# [EXERCISE]
Write out, from the entries below, exactly the lines that run between the lines holding "Objective — indicate one point on every instance of the rocky" and "the puma's nose", inclusive, and stop there.

# [THE DATA]

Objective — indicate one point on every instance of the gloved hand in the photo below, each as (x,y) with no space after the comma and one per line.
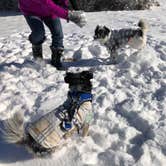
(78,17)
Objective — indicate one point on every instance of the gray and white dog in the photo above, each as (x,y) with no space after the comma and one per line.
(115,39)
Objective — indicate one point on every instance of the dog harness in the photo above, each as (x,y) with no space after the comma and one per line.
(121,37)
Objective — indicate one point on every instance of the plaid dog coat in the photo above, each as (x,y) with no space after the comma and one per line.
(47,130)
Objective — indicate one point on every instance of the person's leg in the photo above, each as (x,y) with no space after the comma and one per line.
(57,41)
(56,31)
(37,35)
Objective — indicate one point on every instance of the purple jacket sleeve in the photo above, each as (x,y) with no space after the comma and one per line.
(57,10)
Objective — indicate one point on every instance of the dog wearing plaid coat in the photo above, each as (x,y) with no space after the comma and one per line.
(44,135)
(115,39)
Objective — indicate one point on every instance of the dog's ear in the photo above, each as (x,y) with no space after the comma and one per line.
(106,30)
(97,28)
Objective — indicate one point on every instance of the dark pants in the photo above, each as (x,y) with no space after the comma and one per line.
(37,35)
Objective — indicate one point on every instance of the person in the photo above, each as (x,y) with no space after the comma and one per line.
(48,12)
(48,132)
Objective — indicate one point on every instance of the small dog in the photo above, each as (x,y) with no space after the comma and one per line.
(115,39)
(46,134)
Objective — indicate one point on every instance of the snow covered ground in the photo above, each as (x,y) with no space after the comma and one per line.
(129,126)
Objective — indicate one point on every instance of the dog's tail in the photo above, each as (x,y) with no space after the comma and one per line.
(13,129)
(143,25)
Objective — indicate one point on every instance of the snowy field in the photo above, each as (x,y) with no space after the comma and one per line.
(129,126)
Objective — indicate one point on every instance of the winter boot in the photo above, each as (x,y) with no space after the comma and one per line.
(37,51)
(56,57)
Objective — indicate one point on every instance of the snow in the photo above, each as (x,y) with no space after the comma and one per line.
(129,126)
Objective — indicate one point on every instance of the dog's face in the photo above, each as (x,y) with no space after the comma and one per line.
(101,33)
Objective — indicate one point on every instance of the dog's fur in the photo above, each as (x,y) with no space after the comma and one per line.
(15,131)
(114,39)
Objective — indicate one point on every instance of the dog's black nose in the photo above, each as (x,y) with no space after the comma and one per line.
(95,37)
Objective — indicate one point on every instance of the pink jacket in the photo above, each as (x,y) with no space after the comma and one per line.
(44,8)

---

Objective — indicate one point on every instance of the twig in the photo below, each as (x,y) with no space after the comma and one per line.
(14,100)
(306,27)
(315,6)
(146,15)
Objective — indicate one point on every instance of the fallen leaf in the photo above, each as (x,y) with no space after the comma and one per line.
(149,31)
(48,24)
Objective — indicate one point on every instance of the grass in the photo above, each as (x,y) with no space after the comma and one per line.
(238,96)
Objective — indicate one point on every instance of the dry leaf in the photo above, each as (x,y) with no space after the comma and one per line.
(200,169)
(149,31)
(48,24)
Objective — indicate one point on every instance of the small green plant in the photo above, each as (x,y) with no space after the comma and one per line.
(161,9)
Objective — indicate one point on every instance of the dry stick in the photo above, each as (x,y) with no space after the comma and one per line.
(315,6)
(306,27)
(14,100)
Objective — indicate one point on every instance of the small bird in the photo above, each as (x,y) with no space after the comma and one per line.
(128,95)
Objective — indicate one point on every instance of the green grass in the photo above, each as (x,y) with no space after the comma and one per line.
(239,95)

==

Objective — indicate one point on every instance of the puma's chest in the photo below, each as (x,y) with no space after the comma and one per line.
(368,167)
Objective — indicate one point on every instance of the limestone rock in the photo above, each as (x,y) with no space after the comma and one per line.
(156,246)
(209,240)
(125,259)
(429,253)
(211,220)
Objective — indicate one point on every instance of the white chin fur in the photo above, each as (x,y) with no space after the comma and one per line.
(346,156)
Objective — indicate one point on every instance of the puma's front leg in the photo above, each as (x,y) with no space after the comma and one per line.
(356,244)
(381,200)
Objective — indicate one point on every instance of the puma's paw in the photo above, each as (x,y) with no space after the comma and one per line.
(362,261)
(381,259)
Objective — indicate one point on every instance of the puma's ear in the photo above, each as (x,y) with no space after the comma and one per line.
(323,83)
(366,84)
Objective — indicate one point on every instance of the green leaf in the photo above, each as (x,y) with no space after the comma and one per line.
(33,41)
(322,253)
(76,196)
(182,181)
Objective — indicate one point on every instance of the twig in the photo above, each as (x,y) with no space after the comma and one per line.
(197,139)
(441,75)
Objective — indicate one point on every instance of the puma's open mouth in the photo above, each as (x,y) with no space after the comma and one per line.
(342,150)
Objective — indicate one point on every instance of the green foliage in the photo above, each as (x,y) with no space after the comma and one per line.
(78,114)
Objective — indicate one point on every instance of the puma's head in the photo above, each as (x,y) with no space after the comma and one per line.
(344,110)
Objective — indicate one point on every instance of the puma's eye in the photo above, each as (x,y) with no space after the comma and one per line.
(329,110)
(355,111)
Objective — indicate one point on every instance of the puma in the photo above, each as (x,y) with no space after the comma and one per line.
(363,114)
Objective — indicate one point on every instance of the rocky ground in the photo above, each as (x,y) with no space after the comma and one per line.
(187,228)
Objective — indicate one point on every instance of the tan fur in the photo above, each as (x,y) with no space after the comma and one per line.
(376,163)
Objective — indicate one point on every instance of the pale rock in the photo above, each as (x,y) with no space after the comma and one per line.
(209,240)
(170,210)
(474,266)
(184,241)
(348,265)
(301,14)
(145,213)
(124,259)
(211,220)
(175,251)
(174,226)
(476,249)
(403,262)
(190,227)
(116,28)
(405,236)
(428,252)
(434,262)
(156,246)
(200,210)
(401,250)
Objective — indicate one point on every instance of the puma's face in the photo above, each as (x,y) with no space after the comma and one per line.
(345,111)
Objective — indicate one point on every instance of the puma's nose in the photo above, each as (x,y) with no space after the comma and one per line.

# [SOLUTION]
Objective — indicate one point on every instance of the rocky ground in the photo above, each as (x,y) with no space after the comma and one per line.
(187,228)
Objective — indicate one point on every instance of the tan fur in the photo above, each as (x,y) with no space after the comma and one per line.
(376,163)
Objective — indicate one point on every instance of the pale rock in the photo above, each as (x,y) with no space after the comma and one per line.
(209,240)
(170,210)
(474,266)
(184,241)
(348,265)
(301,14)
(145,213)
(124,259)
(211,220)
(175,251)
(174,226)
(476,249)
(403,262)
(190,227)
(116,28)
(405,236)
(428,252)
(434,262)
(156,246)
(200,210)
(401,250)
Objective — indicate one point on every instance of the puma's face in the photo above, each as (x,y) with no space after the comma and one per line.
(345,111)
Objective — indicate one point on every instance of the puma's nose in the photo above, each as (x,y) with no space after the comma and one per line.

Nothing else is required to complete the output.